[START OF MATERIAL FOR THIS EXERCISE]

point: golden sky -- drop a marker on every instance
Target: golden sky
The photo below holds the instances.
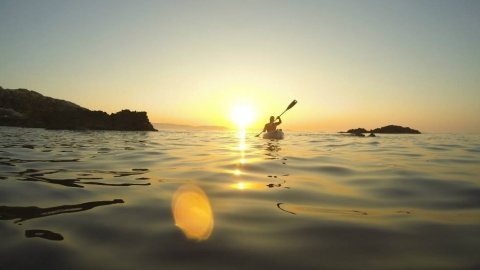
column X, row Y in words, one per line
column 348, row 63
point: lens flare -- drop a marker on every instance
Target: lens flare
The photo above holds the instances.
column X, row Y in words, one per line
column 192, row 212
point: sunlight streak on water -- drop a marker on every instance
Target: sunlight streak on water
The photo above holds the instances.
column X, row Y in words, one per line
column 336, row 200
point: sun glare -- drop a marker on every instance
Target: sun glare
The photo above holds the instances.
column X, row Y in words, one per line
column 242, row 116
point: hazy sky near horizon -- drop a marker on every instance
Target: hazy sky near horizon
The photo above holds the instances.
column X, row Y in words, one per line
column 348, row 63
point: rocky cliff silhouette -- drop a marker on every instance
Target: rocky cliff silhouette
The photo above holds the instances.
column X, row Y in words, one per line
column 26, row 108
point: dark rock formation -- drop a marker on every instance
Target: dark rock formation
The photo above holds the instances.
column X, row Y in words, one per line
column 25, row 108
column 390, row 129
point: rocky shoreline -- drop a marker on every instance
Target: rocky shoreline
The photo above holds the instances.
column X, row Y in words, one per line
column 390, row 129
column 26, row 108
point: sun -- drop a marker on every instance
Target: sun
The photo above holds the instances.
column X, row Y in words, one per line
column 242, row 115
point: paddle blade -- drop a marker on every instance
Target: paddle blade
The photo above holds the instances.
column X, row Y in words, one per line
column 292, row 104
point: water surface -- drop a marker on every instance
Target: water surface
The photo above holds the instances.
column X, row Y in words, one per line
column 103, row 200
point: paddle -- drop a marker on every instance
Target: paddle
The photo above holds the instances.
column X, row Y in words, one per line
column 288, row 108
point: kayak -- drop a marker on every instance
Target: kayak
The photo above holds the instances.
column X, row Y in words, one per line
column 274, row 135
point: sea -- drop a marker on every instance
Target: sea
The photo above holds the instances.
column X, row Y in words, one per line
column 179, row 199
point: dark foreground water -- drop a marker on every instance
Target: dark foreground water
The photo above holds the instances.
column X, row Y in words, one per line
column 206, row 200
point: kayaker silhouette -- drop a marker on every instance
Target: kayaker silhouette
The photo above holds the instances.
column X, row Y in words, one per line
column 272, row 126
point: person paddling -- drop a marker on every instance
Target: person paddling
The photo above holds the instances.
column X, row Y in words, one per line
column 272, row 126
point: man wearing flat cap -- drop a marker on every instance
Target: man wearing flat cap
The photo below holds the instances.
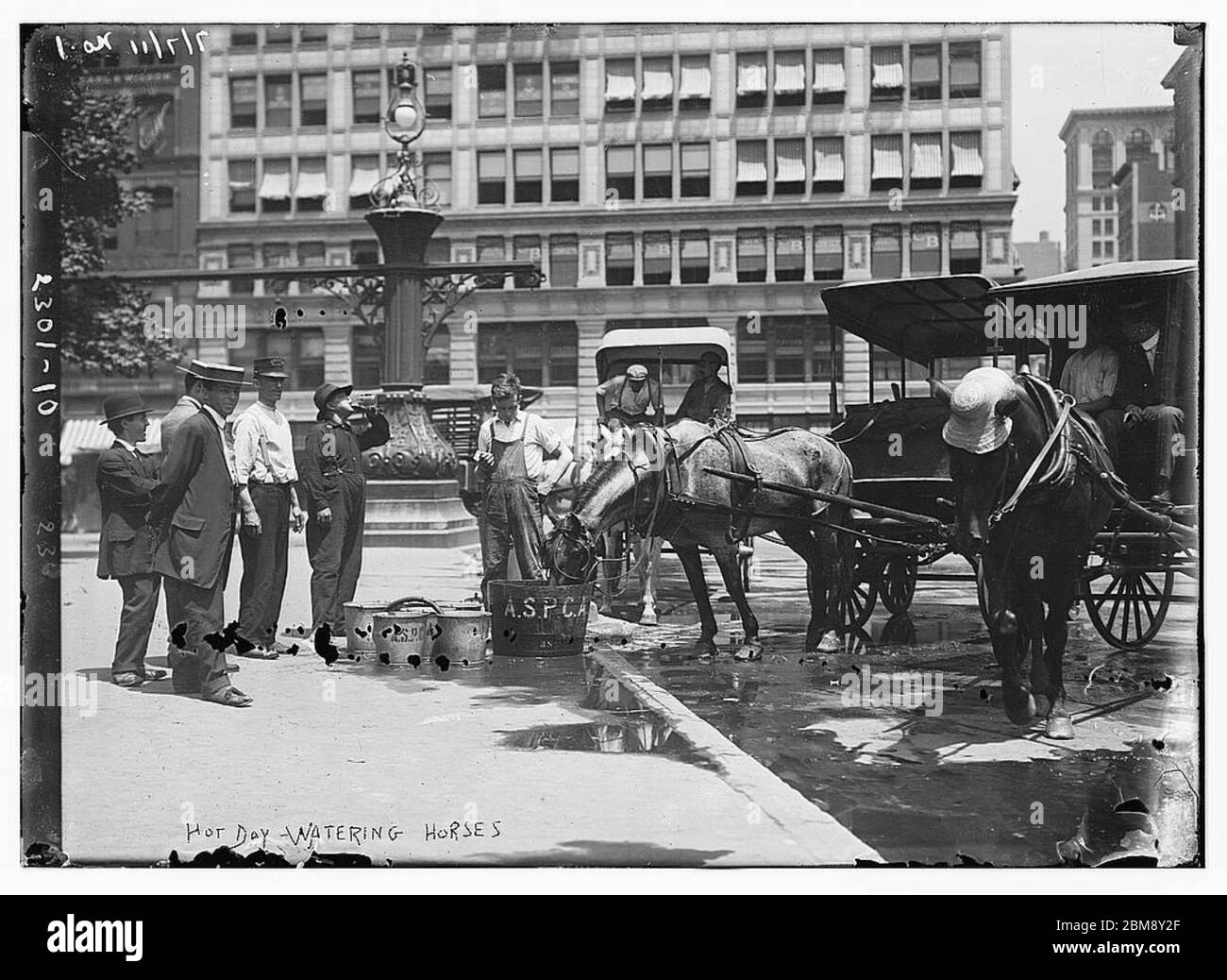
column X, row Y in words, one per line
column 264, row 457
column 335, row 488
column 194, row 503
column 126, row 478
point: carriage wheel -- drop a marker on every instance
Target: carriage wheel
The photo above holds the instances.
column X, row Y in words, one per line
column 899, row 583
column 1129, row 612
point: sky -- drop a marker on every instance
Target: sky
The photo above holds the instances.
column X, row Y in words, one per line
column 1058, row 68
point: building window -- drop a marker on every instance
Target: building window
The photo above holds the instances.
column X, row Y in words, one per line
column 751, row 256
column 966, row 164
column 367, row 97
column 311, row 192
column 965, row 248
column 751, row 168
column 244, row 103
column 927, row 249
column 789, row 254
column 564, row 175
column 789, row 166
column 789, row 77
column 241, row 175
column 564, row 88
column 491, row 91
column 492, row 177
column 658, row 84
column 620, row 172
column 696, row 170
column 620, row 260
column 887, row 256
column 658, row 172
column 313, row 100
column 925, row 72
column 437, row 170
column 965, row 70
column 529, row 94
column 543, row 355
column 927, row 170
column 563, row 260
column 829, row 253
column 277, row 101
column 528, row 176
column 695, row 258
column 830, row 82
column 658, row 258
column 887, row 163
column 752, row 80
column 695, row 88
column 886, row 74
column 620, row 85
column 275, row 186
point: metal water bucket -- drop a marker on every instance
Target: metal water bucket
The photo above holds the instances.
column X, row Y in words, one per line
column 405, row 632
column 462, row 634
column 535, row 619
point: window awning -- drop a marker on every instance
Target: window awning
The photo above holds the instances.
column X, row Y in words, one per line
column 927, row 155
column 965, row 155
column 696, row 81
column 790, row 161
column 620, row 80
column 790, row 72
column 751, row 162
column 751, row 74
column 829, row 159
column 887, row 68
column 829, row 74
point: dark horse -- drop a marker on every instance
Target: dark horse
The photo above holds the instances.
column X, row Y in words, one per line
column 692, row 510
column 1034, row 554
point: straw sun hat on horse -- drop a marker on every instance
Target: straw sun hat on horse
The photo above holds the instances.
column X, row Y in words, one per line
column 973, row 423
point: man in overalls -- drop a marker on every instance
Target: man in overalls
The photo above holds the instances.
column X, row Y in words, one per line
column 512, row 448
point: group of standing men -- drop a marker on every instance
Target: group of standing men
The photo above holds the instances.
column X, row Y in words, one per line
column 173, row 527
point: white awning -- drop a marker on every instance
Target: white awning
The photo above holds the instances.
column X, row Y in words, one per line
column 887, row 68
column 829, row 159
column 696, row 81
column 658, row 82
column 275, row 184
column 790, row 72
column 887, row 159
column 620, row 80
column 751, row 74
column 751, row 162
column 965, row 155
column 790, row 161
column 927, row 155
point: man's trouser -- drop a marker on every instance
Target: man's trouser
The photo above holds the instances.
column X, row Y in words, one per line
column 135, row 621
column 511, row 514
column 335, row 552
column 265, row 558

[END OF MATERIAL FOR THIS EXERCISE]

Arrange all of the data above as a two-column CSV with the headers instruction and points. Each row holds one instruction and its points, each in one quoted field with line breaks turned into spaces, and the pictures are left out.

instruction,points
"point: golden sky -- drop a marker on every instance Target: golden sky The photo below holds the instances. column X, row Y in words, one per line","column 348, row 63"
"point: lens flare -- drop a marker on every instance Target: lens flare The photo above holds the instances. column X, row Y in words, one per line","column 192, row 212"
"point: sunlight streak on water -- drop a marker on every instance Target: sunlight streak on water The photo above holds the instances. column X, row Y in words, one per line","column 336, row 200"
"point: sun glare -- drop a marker on every instance Target: sun glare The photo above holds the instances. column X, row Y in words, one per line","column 242, row 116"
"point: hazy sky near horizon -- drop a marker on every instance Target: hazy sky near horizon The photo above holds the instances. column X, row Y in words, one per line","column 348, row 63"
"point: rocky cliff silhouette -- drop a marker on every instance Target: rocky cliff silhouette The photo above holds the instances. column X, row Y in words, one per line","column 26, row 108"
"point: dark rock formation -- drop a marker on every instance Target: dark rock formation The photo above holds the instances. column X, row Y in words, one per line","column 25, row 108 column 390, row 129"
"point: rocky shoreline -- drop a marker on every instance Target: rocky shoreline The photo above holds the instances. column X, row Y in words, one per line","column 390, row 129 column 26, row 108"
"point: sun -- drop a marker on every instance Target: sun The photo above holds the instances. column X, row Y in words, one per line","column 242, row 115"
"point: paddle blade -- drop a marker on every instance Target: paddle blade The photo above holds the instances. column X, row Y in words, one per line","column 292, row 104"
"point: water surface -- drop a marker on every instance Target: water surface The photo above holds the instances. column X, row Y in words, one per line","column 103, row 200"
"point: paddle -- drop a marker on every instance Target: paddle The photo above holds the instances. column X, row Y in words, one per line","column 288, row 108"
"point: kayak -- drop a marker on every instance Target: kayak The photo above holds the instances. column X, row Y in words, one per line","column 274, row 135"
"point: sea -- drop a marker on every instance Target: sea The photo above holds the instances. column X, row Y in words, one per line","column 179, row 199"
"point: dark foreground water -- drop a marker on every instance Target: dark foreground water The photo above holds the instances. column X, row Y in words, one per line","column 206, row 200"
"point: kayaker silhouette -- drop a marker on every instance Target: kayaker silhouette The photo above holds the instances. column X, row Y in words, one per line","column 272, row 126"
"point: person paddling -- drop a marker on every instance Target: person paddling The photo above holds the instances. column X, row Y in words, one per line","column 272, row 126"
"point: man wearing flat cap -- drop a marker on every instance Target: man wearing flat cap The photo below holds the instances. column X, row Y in words, one per line","column 264, row 457 column 335, row 488 column 194, row 503 column 126, row 478"
"point: carriage wheel -- drop a marker on every instance Target: carriage wheel The photo above holds the instances. column X, row Y in words, one per line","column 899, row 583 column 1129, row 612"
"point: sky -- drop a marker on every instance Target: sky The photo above holds the instances. column X, row Y in words, one per line","column 1058, row 68"
"point: building window -- drop a marker on every instance Target: building window The photo above holds the instances. column X, row Y in words, one per line","column 751, row 256 column 966, row 164 column 367, row 97 column 311, row 192 column 965, row 248 column 751, row 168 column 244, row 103 column 927, row 249 column 789, row 254 column 564, row 175 column 789, row 166 column 789, row 77 column 241, row 175 column 564, row 88 column 491, row 91 column 492, row 177 column 658, row 84 column 620, row 172 column 696, row 170 column 620, row 260 column 887, row 256 column 658, row 172 column 313, row 100 column 925, row 72 column 437, row 170 column 965, row 70 column 529, row 94 column 543, row 355 column 927, row 170 column 563, row 260 column 829, row 253 column 277, row 101 column 528, row 176 column 695, row 258 column 830, row 82 column 658, row 258 column 887, row 163 column 752, row 80 column 695, row 88 column 886, row 74 column 620, row 85 column 275, row 186"
"point: metal water bucket -- drop a marker on every instance Target: metal water bucket The photo above holds the instances. column X, row Y in words, one per line","column 405, row 632 column 462, row 634 column 535, row 619"
"point: window awning -- drop a marker on every instance Target: window awning The photo above holds the instances. column X, row Y in words, one per line","column 927, row 155 column 965, row 155 column 696, row 81 column 790, row 161 column 620, row 80 column 790, row 72 column 751, row 162 column 751, row 74 column 829, row 159 column 887, row 68 column 829, row 74"
"point: dark horse -- drop a marker on every instance Target: dark horse The photo above holds the instances. column X, row Y in words, one per line","column 692, row 510 column 1034, row 554"
"point: straw sun hat on horse -- drop a marker on every instance Target: straw sun hat on horse The photo above holds the instances. column X, row Y in words, one per line","column 973, row 423"
"point: man in overalls -- drop a marker on every instance Target: man in overalls The photo above holds the instances. column X, row Y in words, one per line","column 512, row 448"
"point: group of standing men -- drop a marker on every instance Target: group of standing men The photo above holds the instances. column X, row Y in words, one per line","column 173, row 527"
"point: white awning -- drop a marker on every instance Target: white awning The photo above holds the instances. column X, row Y in words, one per line","column 887, row 68 column 829, row 159 column 696, row 81 column 658, row 82 column 275, row 184 column 790, row 72 column 887, row 159 column 620, row 80 column 751, row 74 column 751, row 162 column 965, row 155 column 790, row 161 column 927, row 155"
"point: man's trouser -- drop a marker on every instance Target: man's trouser The photo above holds the instances. column X, row Y in words, one per line","column 135, row 621 column 511, row 514 column 335, row 552 column 265, row 558"